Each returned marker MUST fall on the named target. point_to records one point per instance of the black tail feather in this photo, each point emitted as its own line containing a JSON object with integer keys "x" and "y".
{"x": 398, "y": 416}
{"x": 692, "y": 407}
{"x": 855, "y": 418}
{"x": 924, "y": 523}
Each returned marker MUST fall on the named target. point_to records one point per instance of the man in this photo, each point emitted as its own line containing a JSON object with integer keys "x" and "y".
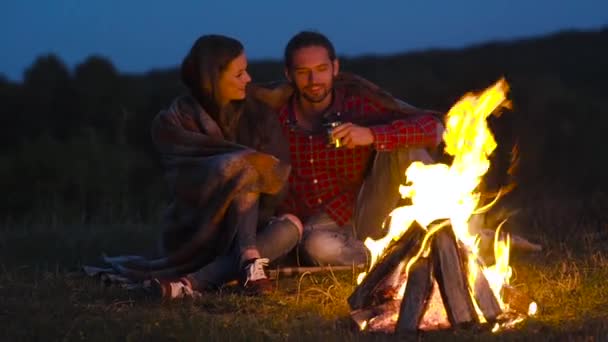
{"x": 343, "y": 194}
{"x": 339, "y": 195}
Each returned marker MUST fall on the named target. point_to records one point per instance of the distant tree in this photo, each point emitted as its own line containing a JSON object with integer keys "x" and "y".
{"x": 99, "y": 94}
{"x": 48, "y": 98}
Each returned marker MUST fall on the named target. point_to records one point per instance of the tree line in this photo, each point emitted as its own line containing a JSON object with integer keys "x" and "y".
{"x": 75, "y": 143}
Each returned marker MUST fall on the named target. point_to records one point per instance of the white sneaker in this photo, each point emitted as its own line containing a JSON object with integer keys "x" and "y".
{"x": 255, "y": 280}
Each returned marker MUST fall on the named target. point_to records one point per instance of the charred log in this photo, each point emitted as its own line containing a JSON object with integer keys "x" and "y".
{"x": 399, "y": 251}
{"x": 486, "y": 301}
{"x": 417, "y": 293}
{"x": 450, "y": 273}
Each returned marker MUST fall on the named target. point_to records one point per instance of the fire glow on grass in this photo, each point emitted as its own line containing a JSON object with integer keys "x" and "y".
{"x": 440, "y": 191}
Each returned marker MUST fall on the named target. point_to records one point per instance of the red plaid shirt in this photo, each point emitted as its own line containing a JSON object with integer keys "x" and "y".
{"x": 324, "y": 178}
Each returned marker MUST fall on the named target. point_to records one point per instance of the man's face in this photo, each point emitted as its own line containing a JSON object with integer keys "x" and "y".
{"x": 312, "y": 73}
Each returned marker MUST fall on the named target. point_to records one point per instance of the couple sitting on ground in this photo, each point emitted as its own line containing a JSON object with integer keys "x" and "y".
{"x": 255, "y": 171}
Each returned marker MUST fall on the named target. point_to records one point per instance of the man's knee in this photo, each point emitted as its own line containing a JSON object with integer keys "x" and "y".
{"x": 334, "y": 248}
{"x": 295, "y": 221}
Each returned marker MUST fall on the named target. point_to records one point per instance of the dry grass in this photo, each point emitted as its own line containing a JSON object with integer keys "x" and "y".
{"x": 42, "y": 298}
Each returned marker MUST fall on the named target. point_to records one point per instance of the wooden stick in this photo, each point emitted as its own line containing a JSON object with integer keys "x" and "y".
{"x": 417, "y": 292}
{"x": 290, "y": 271}
{"x": 402, "y": 250}
{"x": 451, "y": 277}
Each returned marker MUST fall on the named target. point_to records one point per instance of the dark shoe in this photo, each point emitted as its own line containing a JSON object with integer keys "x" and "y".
{"x": 255, "y": 281}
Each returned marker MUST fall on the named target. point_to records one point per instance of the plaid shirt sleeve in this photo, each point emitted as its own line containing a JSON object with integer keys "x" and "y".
{"x": 415, "y": 131}
{"x": 418, "y": 131}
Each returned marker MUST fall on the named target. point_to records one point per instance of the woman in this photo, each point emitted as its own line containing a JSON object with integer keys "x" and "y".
{"x": 225, "y": 162}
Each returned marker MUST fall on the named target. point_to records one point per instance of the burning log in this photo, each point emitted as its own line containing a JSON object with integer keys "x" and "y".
{"x": 400, "y": 251}
{"x": 417, "y": 292}
{"x": 450, "y": 273}
{"x": 486, "y": 301}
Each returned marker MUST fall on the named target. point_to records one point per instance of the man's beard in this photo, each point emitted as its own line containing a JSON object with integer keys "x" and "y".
{"x": 316, "y": 98}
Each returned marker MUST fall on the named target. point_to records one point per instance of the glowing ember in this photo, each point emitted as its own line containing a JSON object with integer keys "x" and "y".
{"x": 449, "y": 192}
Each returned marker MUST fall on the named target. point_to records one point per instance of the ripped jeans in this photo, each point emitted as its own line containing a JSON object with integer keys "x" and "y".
{"x": 326, "y": 243}
{"x": 273, "y": 241}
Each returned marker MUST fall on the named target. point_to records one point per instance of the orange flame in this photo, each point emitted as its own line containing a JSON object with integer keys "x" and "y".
{"x": 440, "y": 191}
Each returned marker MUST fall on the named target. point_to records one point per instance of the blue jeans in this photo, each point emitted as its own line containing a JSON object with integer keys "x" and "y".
{"x": 327, "y": 243}
{"x": 275, "y": 240}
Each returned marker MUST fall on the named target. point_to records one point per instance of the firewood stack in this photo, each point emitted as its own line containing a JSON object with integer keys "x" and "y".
{"x": 444, "y": 267}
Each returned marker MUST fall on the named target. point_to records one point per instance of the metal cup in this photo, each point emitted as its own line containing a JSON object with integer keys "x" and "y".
{"x": 329, "y": 126}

[Aim]
Restate every record exactly, please; do not copy the pictures.

[Worked solution]
Each returned marker MUST fall on the named target. point_to records one point per instance of the black tail feather in this photo, each point emitted as its own line containing a JSON object with integer keys "x" and "y".
{"x": 398, "y": 416}
{"x": 692, "y": 407}
{"x": 855, "y": 418}
{"x": 924, "y": 523}
Each returned marker MUST fall on the named target. point_to records one point per instance of the man in this photo, each point emitted as its own line containing a JSON object with integer keys "x" and "y".
{"x": 343, "y": 194}
{"x": 339, "y": 195}
Each returned marker MUST fall on the named target. point_to records one point per instance of the distant tree in this photo, each point emitted as its own line containing a JSON object with integer keys "x" and "y".
{"x": 99, "y": 94}
{"x": 48, "y": 98}
Each returned marker MUST fall on the named target. point_to records one point per instance of the tree line in this photo, each point emitted as its own line containing a JSON object with integer keys "x" and "y".
{"x": 75, "y": 143}
Each returned marker MUST fall on the named target. point_to records one point per instance of the white sneaker in this photo, each point emitted as its own line containing a JSON object with integer keys "x" and "y".
{"x": 255, "y": 280}
Each returned marker MUST fall on the named target. point_to records one point per instance of the charred log in this photo, each point emitted as its own line containing a JSON object with integer keys "x" and "y".
{"x": 399, "y": 251}
{"x": 486, "y": 301}
{"x": 417, "y": 293}
{"x": 450, "y": 273}
Each returned marker MUST fall on the named target. point_to records one point per instance of the fire glow on grass in this photo, each point emitted as its own line containing a JSON object with integer keys "x" and "y".
{"x": 440, "y": 191}
Each returned marker MUST fall on the named target. point_to records one point per instance of the red plaid shirt in this photo, each point emitted as its own line containing a JSON object with integer keys "x" and "y".
{"x": 324, "y": 178}
Each returned marker MUST fall on the named target. point_to records one point per instance of the man's face in this photo, each point emitted as its own line containing a JSON object with integer keys "x" and "y".
{"x": 312, "y": 73}
Each returned marker MUST fall on the named target. point_to records one point per instance of the couple sitting on ground in this photo, each point emitted as its own line containing a JSON object with integer keys "x" and "y".
{"x": 255, "y": 171}
Each returned marker MUST fall on the named target. point_to records one point per instance of the man's knee in this photo, each point emitted as its own line containing a JSON object with integer keys "x" and "y".
{"x": 334, "y": 248}
{"x": 295, "y": 221}
Each returned marker MUST fall on the named target. point_to records one point per instance of the dry grass in this photo, each point emitted as its own line containing a JSON object with integer keys "x" and "y".
{"x": 42, "y": 298}
Each returned marker MUST fall on the named target. point_to records one point per instance of the wooden stick in this photo, each point emitted as its own line containing a JSON object with integer keys "x" and "y".
{"x": 417, "y": 292}
{"x": 290, "y": 271}
{"x": 402, "y": 250}
{"x": 451, "y": 277}
Each returned marker MUST fall on the named target. point_to records one point per instance of the dark shoe in this photo, each point emitted as its own line containing a JSON object with integer keys "x" and "y".
{"x": 255, "y": 281}
Each returned marker MUST fall on the named target. point_to records one point per instance of the plaid shirt sleeve in this photo, each point emitted as its own line containing a JSON object with integer keys "x" and "y".
{"x": 415, "y": 131}
{"x": 418, "y": 131}
Each returned marker MUST fall on the named target. point_to records one point per instance of the woman in this photo, each point emitted as its own line containing a JSON object with integer keys "x" and "y".
{"x": 225, "y": 162}
Each returned marker MUST fall on the named target. point_to records one point per instance of the burning log in this photo, each point emitted as its own line containing a JSON object with integer keys "x" and "y".
{"x": 400, "y": 251}
{"x": 417, "y": 292}
{"x": 450, "y": 273}
{"x": 486, "y": 301}
Each returned marker MUST fall on the named target. point_to records one point per instance of the man's beard in this photo, each point emitted as its own line containing a JSON object with integer keys "x" and "y".
{"x": 316, "y": 98}
Each returned marker MUST fall on the named target. point_to records one point per instance of the glowing ember in this photo, each point emitted as its own line containing a JSON object with integer keys "x" and "y".
{"x": 449, "y": 192}
Each returned marker MUST fall on the named target. point_to records one point per instance of the ripped jeans in this photo, each point emitted as its own line containing a JSON object with integer keys "x" and "y".
{"x": 326, "y": 243}
{"x": 273, "y": 241}
Each returned marker MUST fall on the named target. point_to records one point per instance of the orange flame in this photo, each point emitted as its own line containing a JSON object with integer keys "x" and "y".
{"x": 440, "y": 191}
Each returned marker MUST fall on the named target. point_to records one point per instance of the blue jeans in this photo, each point emitted as its own line containing a JSON object with integer keys "x" and "y".
{"x": 327, "y": 243}
{"x": 275, "y": 240}
Each returned marker MUST fall on the named target. point_to records one point per instance of the firewood stack in this photo, each point emitted as its own line containing a JSON object with integer keys "x" and "y".
{"x": 444, "y": 267}
Each returned marker MUST fall on the named target. point_to records one point per instance of the metal cup in this photo, each point emitted as its own line containing a JSON object with integer keys "x" and "y".
{"x": 329, "y": 126}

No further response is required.